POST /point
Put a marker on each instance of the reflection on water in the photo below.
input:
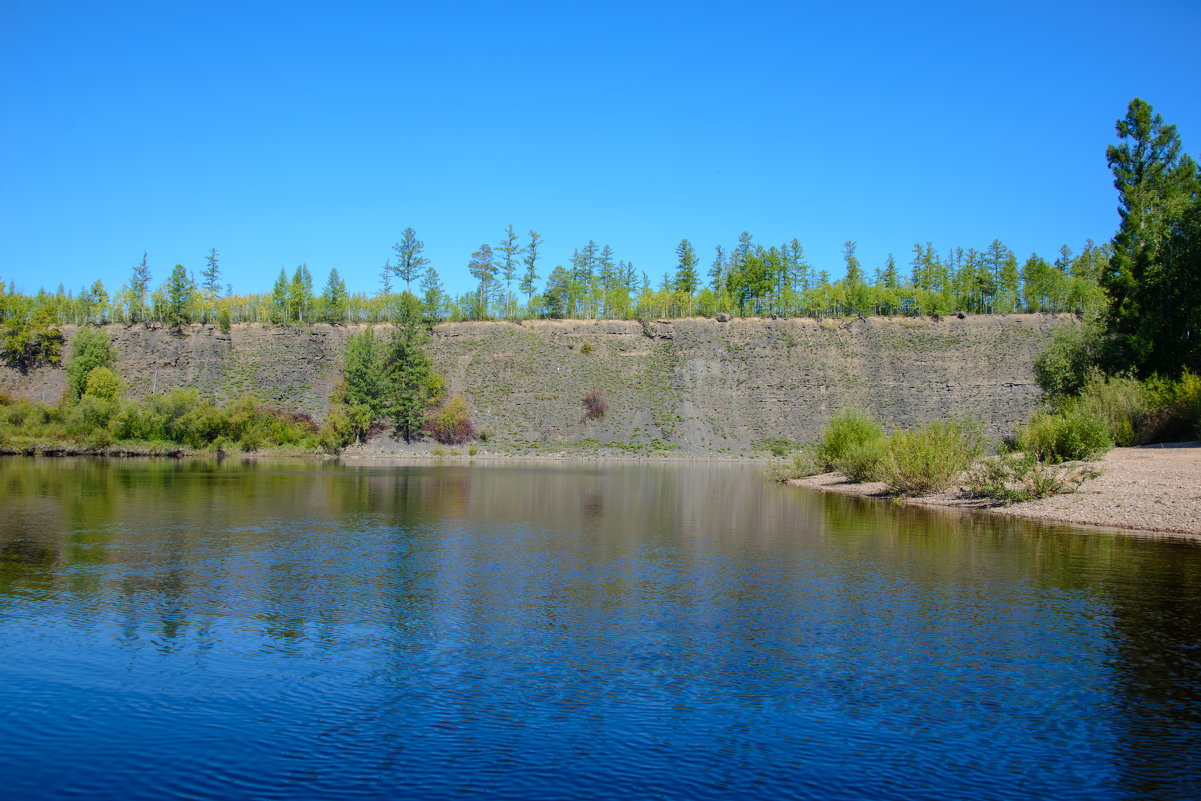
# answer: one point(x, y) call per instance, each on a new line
point(537, 632)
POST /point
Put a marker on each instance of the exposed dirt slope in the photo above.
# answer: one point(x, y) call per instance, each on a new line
point(697, 384)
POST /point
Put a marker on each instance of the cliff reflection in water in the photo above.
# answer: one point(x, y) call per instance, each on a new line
point(536, 631)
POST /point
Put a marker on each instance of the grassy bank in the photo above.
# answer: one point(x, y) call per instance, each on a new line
point(1041, 459)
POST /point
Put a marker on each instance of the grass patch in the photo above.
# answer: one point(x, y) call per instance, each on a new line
point(928, 459)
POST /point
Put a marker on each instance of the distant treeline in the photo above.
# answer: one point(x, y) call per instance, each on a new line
point(747, 279)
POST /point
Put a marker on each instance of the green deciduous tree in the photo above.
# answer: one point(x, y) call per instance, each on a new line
point(90, 348)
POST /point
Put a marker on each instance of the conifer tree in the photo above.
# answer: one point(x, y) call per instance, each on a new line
point(410, 370)
point(431, 293)
point(1153, 321)
point(508, 250)
point(139, 284)
point(483, 269)
point(530, 258)
point(180, 292)
point(686, 270)
point(410, 259)
point(334, 299)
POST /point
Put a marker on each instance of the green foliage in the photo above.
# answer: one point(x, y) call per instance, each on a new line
point(90, 347)
point(928, 459)
point(1067, 363)
point(452, 423)
point(1123, 405)
point(180, 296)
point(1070, 435)
point(1176, 410)
point(848, 430)
point(775, 446)
point(802, 464)
point(105, 384)
point(1013, 478)
point(595, 406)
point(864, 461)
point(364, 371)
point(29, 340)
point(1154, 278)
point(412, 384)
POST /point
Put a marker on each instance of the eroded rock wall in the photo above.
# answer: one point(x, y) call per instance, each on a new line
point(694, 383)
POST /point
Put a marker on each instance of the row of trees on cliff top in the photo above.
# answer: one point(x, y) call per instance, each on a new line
point(747, 279)
point(1145, 280)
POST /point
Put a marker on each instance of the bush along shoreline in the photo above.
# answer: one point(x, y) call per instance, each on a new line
point(1050, 454)
point(388, 381)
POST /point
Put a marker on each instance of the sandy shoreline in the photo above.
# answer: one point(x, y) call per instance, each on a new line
point(1148, 489)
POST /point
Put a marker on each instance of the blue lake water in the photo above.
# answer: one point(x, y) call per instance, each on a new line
point(317, 631)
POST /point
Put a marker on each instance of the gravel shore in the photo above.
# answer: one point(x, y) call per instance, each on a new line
point(1153, 488)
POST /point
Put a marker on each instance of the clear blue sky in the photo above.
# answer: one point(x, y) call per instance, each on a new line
point(293, 132)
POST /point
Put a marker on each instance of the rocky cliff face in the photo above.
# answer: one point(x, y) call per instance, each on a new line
point(698, 384)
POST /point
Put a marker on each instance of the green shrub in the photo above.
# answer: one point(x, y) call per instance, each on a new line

::::

== THE REQUEST ==
Tally the lines in the rows above that contain the word "green". Reply with that number alone.

== WRITTEN REPLY ==
3